ZLUDA edges closer to cracking Nvidia’s CUDA lock-in

By Nick Farrell
Publication Date: 2025-12-17 09:49:00

ROCm 7 support

ZLUDA is back again, still trying to do the unthinkable and make CUDA code run properly on non-Nvidia GPUs.

The open-source project has picked up support for AMD’s ROCm 7 series, expanding its reach on both Windows and Linux.

The goal has not changed, even if the project has worn several coats of paint over the years.
ZLUDA exists to get CUDA software up and running on hardware that Nvidia would prefer stayed locked out.

Earlier incarnations targeted Intel GPUs, followed by a period of AMD-backed development aimed squarely at Radeon hardware and ROCm. The current effort is broader, positioning ZLUDA as a multi-vendor CUDA implementation with a strong emphasis on AI workloads.

At its core, ZLUDA acts as a drop-in replacement for CUDA. It intercepts CUDA API calls and redirects them to a different GPU runtime, allowing software written for Nvidia hardware to execute on other GPUs.

DATA EXTRACT -
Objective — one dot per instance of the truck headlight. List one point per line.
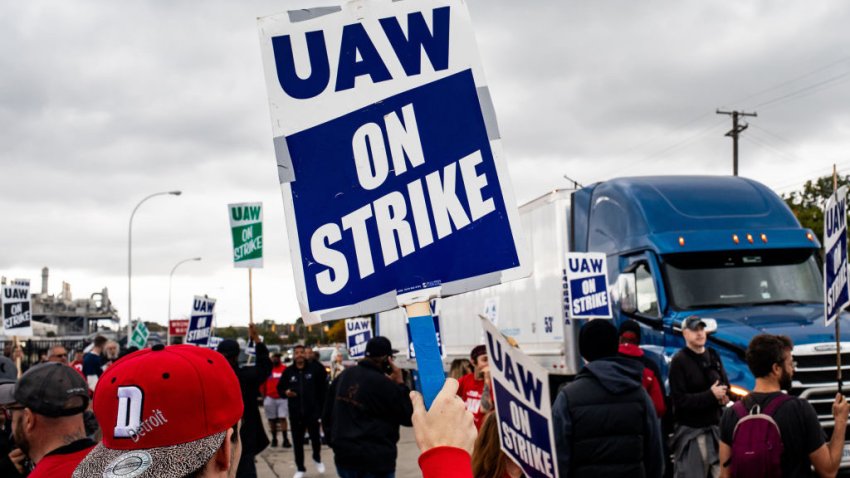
(739, 391)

WHAT TO DO -
According to the ZLUDA article, what does ZLUDA do with CUDA API calls? The listing is separate material and has no connection to the ZLUDA article.

RESPONSE BELOW -
It intercepts them and redirects them to a different GPU runtime.